##### Data shown #####
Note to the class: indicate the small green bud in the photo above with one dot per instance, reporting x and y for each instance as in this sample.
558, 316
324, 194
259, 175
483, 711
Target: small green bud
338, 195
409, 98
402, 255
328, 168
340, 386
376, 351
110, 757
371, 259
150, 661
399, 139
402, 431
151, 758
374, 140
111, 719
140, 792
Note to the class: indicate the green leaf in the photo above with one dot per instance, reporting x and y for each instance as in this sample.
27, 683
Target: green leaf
#####
Brief | Convert the listing above into a numbered list with one item per line, and omit any blank lines.

Reply to the exercise |
1. Note to the class: indicate the small green bud in the photo above with one dot per instance, reporting x and y for each instance as in this sample.
2. 558, 316
3. 324, 194
4. 259, 175
5. 483, 711
6. Target: small green bud
7. 338, 195
8. 409, 98
9. 402, 255
10. 328, 168
11. 340, 386
12. 376, 351
13. 110, 757
14. 371, 259
15. 150, 661
16. 399, 139
17. 402, 431
18. 151, 758
19. 374, 140
20. 111, 719
21. 140, 792
22. Note to the class: indicate the green leaf in the photo above with one dot per instance, reporting x and y for each instance as in this sample.
23. 27, 683
24. Target: green leaf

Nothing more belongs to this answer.